# start of Supplied text

Before we address this question about police powers – namely, where they should reside – we should look at another case. "While the states have police powers to regulate health, safety, welfare, and morals, Yick Wo held that these powers were subject to the federal equal protection clause.". 17 Implementing this view, the supreme Court held in Truax v. Raich (1915) that a State law that used its police powers to force businesses to limit the number of aliens they hired to no more than 20%, violated the Equal Protection Clause. The State law violated the right to contract by forcing businesses to have limits on their employment contracts. It thereby violated the right to property by being a regulatory taking. The State law could have easily been struck down on those basic grounds. But the supreme Court chose to use the Equal Protection Clause instead, thereby limiting State police powers.

# end of Supplied text
# start of Dataset

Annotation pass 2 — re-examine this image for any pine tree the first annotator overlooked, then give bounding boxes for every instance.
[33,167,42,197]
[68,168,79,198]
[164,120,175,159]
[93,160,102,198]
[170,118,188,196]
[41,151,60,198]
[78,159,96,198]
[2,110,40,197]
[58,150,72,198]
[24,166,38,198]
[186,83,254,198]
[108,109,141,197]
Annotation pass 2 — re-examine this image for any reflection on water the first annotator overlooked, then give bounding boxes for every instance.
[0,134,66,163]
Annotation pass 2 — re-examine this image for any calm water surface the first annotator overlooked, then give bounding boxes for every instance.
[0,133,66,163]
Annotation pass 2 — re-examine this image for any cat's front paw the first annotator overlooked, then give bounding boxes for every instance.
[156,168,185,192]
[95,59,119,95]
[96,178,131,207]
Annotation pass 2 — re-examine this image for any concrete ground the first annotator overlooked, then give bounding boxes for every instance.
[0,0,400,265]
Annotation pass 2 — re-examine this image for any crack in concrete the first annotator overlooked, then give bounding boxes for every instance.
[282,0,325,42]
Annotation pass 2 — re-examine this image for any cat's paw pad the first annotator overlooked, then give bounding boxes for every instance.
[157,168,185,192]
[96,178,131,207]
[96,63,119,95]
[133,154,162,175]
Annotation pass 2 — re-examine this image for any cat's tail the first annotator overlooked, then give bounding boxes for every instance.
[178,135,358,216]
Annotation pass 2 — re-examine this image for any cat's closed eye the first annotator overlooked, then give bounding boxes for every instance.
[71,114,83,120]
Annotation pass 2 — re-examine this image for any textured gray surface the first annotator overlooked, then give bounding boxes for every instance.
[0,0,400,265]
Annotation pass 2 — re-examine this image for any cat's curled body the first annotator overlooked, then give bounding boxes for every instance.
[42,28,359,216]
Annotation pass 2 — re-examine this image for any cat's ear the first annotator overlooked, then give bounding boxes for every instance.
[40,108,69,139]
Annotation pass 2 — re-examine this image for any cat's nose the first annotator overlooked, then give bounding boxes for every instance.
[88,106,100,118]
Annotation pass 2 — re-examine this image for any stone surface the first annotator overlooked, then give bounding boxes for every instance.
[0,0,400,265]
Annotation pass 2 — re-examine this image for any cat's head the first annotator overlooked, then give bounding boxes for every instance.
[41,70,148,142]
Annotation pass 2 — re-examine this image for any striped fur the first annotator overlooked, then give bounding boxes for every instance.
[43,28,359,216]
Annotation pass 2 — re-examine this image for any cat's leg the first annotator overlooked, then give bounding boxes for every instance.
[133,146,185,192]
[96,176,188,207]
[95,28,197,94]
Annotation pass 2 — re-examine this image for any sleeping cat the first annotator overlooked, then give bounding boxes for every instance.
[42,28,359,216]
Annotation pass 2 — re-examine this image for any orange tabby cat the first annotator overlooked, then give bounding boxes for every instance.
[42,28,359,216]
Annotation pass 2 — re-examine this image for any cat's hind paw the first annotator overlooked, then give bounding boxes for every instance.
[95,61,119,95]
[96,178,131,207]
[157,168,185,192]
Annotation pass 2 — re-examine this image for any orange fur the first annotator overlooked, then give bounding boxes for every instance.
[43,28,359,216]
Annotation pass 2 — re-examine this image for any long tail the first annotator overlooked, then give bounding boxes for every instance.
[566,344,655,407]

# end of Dataset

From the passage on state police powers, copy word for word the part from "Before we address" to "State police powers.".

> _Exercise response_
Before we address this question about police powers – namely, where they should reside – we should look at another case. "While the states have police powers to regulate health, safety, welfare, and morals, Yick Wo held that these powers were subject to the federal equal protection clause.". 17 Implementing this view, the supreme Court held in Truax v. Raich (1915) that a State law that used its police powers to force businesses to limit the number of aliens they hired to no more than 20%, violated the Equal Protection Clause. The State law violated the right to contract by forcing businesses to have limits on their employment contracts. It thereby violated the right to property by being a regulatory taking. The State law could have easily been struck down on those basic grounds. But the supreme Court chose to use the Equal Protection Clause instead, thereby limiting State police powers.